• **Texte fourni**:
↓

Collier Pixelage. Fidèles à la stylisation d’origine, les motifs composent ici les taches de la panthère. Tandis que les onyx polis évoquent les marbrures, diamants blancs, jaunes et orange figurent l’épaisseur de la fourrure aux reflets d’or, soulignée par trois topazes mordorées captivantes, pour un total de 27,34 carats (DR)

Quel sens, quelle responsabilité la haute joaillerie a-t-elle aujourd’hui chez Cartier?

La haute joaillerie est celle qui s’inscrit dans le temps le plus long et le plus éloigné dans la gratification instantanée. Il faut près de deux ans pour réaliser une pièce de haute joaillerie. Le temps long c’est l’éternité, et les pierres précieuses se sont formées, au cœur des profondeurs de la terre, dans ce temps infini. En travaillant les pierres, nous acceptons que nous ne sommes qu’un passage, que le temps nous dépasse.

La haute joaillerie est réservée à très (trop) peu de monde, comment parler d’inclusivité?

La haute joaillerie est à la fois exclusive, en ne pouvant être acquise que par certains, mais c’est aussi, paradoxalement, la plus inclusive, car c’est aussi celle qui nous touche le plus. C’est pour cette raison que Cartier organise des expositions, rachète des pièces historiques depuis cent ans. Leur accès doit être libre pour tous. Que l’on porte ou non de la haute joaillerie, elle a le pouvoir de faire jaillir l’émotion, de transfigurer. Mais il faut la partager et non en faire un élément secret pour des clients inconnus. Le danger de la haute joaillerie, c’est de l’enfermer dans un cercle privé.

↑

• **Consigne A**: D'après le texte sur la haute joaillerie chez Cartier, combien de temps faut-il pour réaliser une pièce de haute joaillerie ?
• **Consigne B**: Reproduisez fidèlement le passage du texte sur la haute joaillerie chez Cartier qui commence par « La haute joaillerie est celle » et s'achève sur « comment parler d’inclusivité? ».
• **Consigne C**: Selon le texte sur la haute joaillerie chez Cartier, quels types de pierres composent le collier Pixelage ?

• **Données**:
↓

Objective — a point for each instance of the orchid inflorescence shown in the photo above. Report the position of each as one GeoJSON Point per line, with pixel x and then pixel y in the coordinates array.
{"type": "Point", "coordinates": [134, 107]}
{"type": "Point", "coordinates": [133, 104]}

↑

• **Réponse complète A**: Il faut près de deux ans.

• **Réponse complète B**:
La haute joaillerie est celle qui s’inscrit dans le temps le plus long et le plus éloigné dans la gratification instantanée. Il faut près de deux ans pour réaliser une pièce de haute joaillerie. Le temps long c’est l’éternité, et les pierres précieuses se sont formées, au cœur des profondeurs de la terre, dans ce temps infini. En travaillant les pierres, nous acceptons que nous ne sommes qu’un passage, que le temps nous dépasse.

La haute joaillerie est réservée à très (trop) peu de monde, comment parler d’inclusivité?

• **Réponse complète C**:
- Onyx
- Diamants
- Topazes